▸ DOCUMENT SECTION:
Sunday, October 29, 2017

NINE FOR BREAKFAST



This is a kind of a rolling blog on a recent emergency placement of 3 sibs with us.

They are gone now - which is why I have a chance to blog. I kept records of their stay, which Blue Sky RETAIN; I tweak any information which would allow then to be identified.

Last time I talked about the early morning wake-up of two of them.

I'm picking up about an hour later, the whole family is getting moving.

The 3 emergency sibs had arrived around 1.00am, completely out of the blue. One of our foster children, Ben, woke up and was unbelievably helpful. The other foster child, along with my own kids, are in the dark.

Ideally I'd have woken them up gently in their own beds and broken the news; children don't like huge routine-changes especially first thing on a school day.

But it turned out that all but one had pieced together that something was going on from noises on the landing and voices downstairs, and that hurdle was crossed without mishap.

THOUGHT: Our own children gain so much from our fostering.

It's true. I'm not going to pretend it's plain sailing always, what is in family life? But on the whole our children gain maturity, responsibility and a sense of achievement from being in a family which fosters. They see how hard we work as parents to make things work. 

They learn from the children we foster.

I've just remembered a little true story which illustrates this, if I may... I don't think I've mentioned it on the blog before, but it's amazing.

A mum of a girl who was in the same class as a foster child I was caring for approached me and asked if she could encourage her daughter to play with my foster daughter because; the mum hoped some of the characteristics of the foster child would rub off on her daughter. The mum saw my foster daughter as independent, forthright, feisty. Able to look after herself.

An accurate profile of her public persona. (Mind, she's all those things and a whole lot more when she's back home...)

So how about that! 

True story.

Back to the first morning, 8.00am;

We breakfasted all over the place, nine mouths to fill, then the house emptied. I had the 3 newbies rattling around exploring what toys were available and squabbling over the remote. Ben, my eldest foster child, went back to his own bed now it was free to "catch up on some Zeds".

▸ COMPLETE THE FOLLOWING:
1. Retype the stretch of the foster care blog post from "NINE FOR BREAKFAST" through "two of them.".
2. According to the foster care blog post, at approximately what time did the three emergency siblings arrive?
3. Proceed with the foster care blog post, beginning after its final sentence.

[Data records]
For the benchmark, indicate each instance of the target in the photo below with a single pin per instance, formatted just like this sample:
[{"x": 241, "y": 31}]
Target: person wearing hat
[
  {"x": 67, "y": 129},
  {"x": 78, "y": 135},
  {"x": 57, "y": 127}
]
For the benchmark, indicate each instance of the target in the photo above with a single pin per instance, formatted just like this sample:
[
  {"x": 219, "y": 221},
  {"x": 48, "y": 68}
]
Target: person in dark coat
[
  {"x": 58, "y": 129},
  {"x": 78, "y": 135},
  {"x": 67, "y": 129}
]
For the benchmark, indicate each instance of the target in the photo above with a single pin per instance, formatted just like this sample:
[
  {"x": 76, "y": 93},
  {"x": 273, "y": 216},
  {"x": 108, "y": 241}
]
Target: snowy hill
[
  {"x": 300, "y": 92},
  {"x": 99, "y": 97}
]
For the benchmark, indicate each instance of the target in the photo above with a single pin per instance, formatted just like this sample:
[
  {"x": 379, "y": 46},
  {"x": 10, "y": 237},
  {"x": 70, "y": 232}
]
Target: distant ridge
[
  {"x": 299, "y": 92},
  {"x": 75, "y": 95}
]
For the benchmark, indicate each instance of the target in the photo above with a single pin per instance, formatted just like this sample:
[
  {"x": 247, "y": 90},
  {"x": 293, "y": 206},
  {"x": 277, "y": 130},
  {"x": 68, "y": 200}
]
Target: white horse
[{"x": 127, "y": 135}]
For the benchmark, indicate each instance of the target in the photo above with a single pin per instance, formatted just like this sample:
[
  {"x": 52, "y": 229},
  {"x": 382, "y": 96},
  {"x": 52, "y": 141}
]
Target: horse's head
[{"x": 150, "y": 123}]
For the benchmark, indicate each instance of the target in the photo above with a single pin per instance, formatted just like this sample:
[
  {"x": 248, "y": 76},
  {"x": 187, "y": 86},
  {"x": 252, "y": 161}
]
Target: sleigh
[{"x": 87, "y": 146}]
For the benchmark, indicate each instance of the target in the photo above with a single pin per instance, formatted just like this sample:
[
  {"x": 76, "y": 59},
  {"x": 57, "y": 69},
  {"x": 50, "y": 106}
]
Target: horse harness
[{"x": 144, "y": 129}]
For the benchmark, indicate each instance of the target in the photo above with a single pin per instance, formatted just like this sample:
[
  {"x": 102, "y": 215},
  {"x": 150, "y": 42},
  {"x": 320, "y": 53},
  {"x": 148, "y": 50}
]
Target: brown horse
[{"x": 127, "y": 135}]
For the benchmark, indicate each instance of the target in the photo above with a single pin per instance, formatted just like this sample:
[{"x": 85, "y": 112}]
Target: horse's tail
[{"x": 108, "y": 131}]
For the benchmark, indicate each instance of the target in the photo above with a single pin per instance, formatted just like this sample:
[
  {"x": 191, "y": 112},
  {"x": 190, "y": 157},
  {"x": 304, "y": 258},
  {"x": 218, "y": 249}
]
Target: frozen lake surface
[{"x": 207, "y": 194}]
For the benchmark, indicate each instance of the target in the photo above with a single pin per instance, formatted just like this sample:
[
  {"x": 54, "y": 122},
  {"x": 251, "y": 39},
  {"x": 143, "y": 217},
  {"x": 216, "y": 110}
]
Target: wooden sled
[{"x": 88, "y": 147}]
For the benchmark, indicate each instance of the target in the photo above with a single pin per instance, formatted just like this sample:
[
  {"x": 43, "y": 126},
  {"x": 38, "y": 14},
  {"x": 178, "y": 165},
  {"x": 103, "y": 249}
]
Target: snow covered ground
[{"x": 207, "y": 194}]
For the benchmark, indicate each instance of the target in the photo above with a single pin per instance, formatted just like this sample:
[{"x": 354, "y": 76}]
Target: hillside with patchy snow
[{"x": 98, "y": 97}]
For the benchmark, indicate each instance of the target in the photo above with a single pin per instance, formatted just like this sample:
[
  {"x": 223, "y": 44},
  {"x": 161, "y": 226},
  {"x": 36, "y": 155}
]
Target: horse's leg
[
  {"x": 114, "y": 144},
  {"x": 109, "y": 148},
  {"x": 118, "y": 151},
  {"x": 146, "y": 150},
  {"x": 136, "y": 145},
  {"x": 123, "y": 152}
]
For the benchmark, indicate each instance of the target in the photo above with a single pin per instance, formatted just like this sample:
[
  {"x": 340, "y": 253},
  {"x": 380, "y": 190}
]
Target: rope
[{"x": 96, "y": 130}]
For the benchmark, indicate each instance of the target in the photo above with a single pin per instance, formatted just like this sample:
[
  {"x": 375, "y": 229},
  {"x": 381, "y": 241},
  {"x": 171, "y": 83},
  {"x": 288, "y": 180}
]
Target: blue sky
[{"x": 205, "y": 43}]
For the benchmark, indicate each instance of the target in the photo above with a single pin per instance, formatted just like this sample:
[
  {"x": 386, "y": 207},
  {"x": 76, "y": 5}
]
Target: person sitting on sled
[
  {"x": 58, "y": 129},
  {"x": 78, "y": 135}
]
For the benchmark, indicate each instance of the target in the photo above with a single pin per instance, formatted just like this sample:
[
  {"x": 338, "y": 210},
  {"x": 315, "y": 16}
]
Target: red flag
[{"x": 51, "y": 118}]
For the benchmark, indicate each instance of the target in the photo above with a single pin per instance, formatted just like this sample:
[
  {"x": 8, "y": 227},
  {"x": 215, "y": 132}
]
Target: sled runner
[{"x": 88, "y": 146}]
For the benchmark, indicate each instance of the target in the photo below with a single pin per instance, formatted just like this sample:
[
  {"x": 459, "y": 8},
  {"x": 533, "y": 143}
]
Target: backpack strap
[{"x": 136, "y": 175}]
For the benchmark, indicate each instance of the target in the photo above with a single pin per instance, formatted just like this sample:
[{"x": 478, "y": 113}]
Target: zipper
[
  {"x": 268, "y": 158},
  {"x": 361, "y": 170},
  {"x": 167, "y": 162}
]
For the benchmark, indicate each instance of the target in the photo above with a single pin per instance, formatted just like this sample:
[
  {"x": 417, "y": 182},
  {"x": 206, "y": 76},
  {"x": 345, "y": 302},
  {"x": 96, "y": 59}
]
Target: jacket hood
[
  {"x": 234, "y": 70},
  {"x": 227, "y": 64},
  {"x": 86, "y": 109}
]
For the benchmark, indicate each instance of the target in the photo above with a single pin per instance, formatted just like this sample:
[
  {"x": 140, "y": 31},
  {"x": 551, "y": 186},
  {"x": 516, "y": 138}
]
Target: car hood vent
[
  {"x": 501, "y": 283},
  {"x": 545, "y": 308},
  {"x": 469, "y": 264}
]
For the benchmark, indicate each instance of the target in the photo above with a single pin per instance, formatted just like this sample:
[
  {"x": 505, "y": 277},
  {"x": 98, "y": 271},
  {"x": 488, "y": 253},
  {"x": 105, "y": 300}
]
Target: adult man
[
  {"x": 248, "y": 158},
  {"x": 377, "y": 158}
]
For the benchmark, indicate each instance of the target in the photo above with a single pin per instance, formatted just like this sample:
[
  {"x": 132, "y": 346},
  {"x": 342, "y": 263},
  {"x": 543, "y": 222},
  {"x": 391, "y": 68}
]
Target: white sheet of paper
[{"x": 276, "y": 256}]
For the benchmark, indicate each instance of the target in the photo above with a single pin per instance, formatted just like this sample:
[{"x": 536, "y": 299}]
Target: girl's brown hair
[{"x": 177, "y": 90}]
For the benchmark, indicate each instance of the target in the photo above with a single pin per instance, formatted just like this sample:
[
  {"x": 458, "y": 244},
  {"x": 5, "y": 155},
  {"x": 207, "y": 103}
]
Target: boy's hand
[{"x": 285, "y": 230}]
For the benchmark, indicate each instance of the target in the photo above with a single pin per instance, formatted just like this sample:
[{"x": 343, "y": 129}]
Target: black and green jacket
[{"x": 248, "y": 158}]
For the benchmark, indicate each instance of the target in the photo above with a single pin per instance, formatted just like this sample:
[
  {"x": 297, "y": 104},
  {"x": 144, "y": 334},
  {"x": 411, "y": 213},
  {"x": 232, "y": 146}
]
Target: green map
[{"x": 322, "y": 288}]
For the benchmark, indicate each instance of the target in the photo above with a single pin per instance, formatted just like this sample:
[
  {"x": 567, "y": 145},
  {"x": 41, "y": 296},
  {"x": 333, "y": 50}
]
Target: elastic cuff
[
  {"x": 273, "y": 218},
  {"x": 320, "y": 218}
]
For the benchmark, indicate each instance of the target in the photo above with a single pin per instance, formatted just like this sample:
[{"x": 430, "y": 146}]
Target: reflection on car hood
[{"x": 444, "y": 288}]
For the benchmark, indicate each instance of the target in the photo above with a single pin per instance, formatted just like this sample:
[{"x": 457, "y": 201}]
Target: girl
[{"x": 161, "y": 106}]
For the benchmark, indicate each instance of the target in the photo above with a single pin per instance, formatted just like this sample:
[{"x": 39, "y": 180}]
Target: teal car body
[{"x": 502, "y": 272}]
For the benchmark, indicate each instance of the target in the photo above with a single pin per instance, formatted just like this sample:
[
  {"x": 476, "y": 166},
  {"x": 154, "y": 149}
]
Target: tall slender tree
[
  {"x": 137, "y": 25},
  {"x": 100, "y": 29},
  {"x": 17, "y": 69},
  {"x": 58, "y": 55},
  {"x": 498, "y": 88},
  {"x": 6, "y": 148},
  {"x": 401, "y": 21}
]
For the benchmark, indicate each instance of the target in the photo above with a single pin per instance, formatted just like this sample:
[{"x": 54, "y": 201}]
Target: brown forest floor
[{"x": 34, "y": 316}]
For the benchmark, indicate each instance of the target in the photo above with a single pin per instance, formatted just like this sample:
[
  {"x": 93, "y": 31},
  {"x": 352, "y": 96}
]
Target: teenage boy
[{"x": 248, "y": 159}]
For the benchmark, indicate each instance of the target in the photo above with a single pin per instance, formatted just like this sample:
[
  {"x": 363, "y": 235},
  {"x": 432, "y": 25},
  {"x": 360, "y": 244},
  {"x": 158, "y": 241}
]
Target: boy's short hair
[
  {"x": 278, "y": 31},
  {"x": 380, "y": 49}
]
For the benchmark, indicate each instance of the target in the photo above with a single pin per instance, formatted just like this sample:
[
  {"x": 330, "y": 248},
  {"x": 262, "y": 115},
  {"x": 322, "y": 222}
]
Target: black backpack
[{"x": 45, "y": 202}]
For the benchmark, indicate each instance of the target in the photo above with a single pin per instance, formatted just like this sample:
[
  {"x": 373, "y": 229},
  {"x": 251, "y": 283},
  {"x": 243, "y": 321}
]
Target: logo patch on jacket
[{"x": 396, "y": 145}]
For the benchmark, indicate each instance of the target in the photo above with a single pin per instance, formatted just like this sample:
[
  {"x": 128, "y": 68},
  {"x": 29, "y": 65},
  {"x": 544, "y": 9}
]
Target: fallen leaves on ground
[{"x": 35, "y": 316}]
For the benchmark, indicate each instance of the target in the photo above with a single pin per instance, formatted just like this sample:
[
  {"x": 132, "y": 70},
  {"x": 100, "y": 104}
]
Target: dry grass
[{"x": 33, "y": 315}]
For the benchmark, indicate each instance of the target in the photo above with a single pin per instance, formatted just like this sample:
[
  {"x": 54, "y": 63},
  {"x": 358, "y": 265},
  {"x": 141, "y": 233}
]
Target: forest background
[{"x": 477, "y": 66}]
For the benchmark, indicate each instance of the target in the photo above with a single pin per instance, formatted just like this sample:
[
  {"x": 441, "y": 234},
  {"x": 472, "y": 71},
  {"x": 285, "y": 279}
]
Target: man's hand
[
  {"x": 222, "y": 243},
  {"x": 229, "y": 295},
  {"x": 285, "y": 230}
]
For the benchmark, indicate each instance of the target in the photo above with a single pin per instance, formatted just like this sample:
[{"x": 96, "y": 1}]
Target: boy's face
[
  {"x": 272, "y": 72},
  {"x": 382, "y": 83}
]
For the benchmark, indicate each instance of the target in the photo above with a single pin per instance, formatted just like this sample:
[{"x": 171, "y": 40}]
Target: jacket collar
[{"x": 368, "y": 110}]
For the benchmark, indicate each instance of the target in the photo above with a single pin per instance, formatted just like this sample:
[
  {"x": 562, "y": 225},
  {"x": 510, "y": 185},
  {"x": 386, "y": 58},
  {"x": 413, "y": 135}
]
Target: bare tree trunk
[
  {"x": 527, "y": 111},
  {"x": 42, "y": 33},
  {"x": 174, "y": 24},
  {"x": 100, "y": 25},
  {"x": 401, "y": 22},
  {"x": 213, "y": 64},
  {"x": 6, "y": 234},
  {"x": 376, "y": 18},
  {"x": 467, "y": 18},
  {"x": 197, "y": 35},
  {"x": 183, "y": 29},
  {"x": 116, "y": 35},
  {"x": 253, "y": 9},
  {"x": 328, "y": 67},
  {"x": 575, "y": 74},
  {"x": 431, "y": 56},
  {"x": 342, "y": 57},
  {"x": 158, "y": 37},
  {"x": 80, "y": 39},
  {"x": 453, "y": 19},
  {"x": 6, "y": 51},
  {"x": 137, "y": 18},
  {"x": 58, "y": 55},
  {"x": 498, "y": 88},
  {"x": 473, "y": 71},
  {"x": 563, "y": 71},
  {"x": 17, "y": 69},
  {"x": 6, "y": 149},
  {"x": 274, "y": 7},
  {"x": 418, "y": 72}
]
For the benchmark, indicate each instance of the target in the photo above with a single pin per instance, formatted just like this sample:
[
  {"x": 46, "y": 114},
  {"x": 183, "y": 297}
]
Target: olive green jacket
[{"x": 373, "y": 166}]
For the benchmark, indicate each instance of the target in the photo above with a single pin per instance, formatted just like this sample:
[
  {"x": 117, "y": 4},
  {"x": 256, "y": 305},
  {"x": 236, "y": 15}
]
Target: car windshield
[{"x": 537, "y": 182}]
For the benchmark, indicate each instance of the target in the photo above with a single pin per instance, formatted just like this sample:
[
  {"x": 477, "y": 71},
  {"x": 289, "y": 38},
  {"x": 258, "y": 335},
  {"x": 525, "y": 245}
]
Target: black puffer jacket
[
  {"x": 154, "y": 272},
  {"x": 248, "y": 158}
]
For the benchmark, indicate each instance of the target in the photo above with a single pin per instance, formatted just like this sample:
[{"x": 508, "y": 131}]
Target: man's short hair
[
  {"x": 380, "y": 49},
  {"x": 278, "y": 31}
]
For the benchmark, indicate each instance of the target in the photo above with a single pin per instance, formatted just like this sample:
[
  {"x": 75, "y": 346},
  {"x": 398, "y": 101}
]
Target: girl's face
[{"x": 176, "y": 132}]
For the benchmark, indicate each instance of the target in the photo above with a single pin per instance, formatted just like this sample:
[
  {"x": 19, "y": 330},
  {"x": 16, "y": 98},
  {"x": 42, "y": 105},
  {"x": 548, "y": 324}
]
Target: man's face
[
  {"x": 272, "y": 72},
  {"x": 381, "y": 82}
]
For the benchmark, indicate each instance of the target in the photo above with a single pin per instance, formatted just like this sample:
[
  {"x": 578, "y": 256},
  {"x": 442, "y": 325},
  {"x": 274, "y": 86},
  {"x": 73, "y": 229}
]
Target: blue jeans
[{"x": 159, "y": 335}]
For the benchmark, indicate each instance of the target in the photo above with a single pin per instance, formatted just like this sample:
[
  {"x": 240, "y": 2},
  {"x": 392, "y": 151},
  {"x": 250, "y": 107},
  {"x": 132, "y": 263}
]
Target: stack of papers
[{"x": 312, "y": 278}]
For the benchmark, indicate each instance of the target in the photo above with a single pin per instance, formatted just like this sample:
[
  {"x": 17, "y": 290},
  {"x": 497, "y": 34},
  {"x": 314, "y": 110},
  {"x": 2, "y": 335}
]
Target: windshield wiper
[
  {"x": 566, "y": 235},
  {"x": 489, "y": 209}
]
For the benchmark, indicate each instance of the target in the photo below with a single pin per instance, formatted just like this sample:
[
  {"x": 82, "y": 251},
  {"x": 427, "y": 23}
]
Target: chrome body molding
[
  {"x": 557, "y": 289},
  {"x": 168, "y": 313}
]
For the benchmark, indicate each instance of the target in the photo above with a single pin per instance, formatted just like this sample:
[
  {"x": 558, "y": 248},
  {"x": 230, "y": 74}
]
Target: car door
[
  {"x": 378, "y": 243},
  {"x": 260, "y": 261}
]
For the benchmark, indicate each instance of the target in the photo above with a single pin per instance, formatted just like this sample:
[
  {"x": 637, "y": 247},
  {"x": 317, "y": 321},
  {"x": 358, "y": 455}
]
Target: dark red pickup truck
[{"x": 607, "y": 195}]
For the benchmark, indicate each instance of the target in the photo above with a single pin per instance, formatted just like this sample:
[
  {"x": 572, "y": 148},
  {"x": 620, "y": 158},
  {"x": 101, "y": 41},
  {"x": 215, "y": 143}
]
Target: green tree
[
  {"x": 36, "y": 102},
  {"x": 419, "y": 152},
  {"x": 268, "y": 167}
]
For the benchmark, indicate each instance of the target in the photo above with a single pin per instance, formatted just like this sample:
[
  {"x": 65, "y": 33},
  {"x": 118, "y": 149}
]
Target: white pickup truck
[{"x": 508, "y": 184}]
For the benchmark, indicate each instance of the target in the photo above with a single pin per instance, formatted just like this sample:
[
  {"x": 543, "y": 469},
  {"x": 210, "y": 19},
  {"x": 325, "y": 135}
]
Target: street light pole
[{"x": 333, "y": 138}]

▸ TASK-BY-TASK ANSWERS:
1.
NINE FOR BREAKFAST



This is a kind of a rolling blog on a recent emergency placement of 3 sibs with us.

They are gone now - which is why I have a chance to blog. I kept records of their stay, which Blue Sky RETAIN; I tweak any information which would allow then to be identified.

Last time I talked about the early morning wake-up of two of them.

2. Around 1.00am.

3.
The kitchen is a wreck, as are all the bedrooms. In fact the whole house is upside down. I have to steel myself to put the children first. The youngest is most needy, understandably. Our training teaches us to begin offering attachment as soon as a normal placement foster child arrives, but I'm out on a limb with how to behave towards a child who might be gone in a few hours. Might it confuse the child (a child who's confused enough) if I try to mother her, and then I'm gone from her life in a heartbeat? 

Maybe I should be neutral.

Who really actually knows for sure?

Thing is; I don't have a range of ways to behave towards some poor mite who's suffered goodness knows what nightmares and is entrusted to me for even a few moments. They can expect all the kindness I can muster, end of. 

Ten to nine in the morning, and I'm playing a kind of peekaboo game with her. I didn't expect any movement from social services on finding a proper home for the 3 new kids for an hour or two, I used to work in offices, no-one's available until 10.00am in offices.

But the phone went. 

Fostering never sleeps...

To be continued.




3 comments:

  1. A cliff hanger ending...

    Thanks for your blog post. I love reading them. Weve just done our training weekend, so we are about two weeks away from our first placement. Im nervous, excited, daunted, scared, hopeful...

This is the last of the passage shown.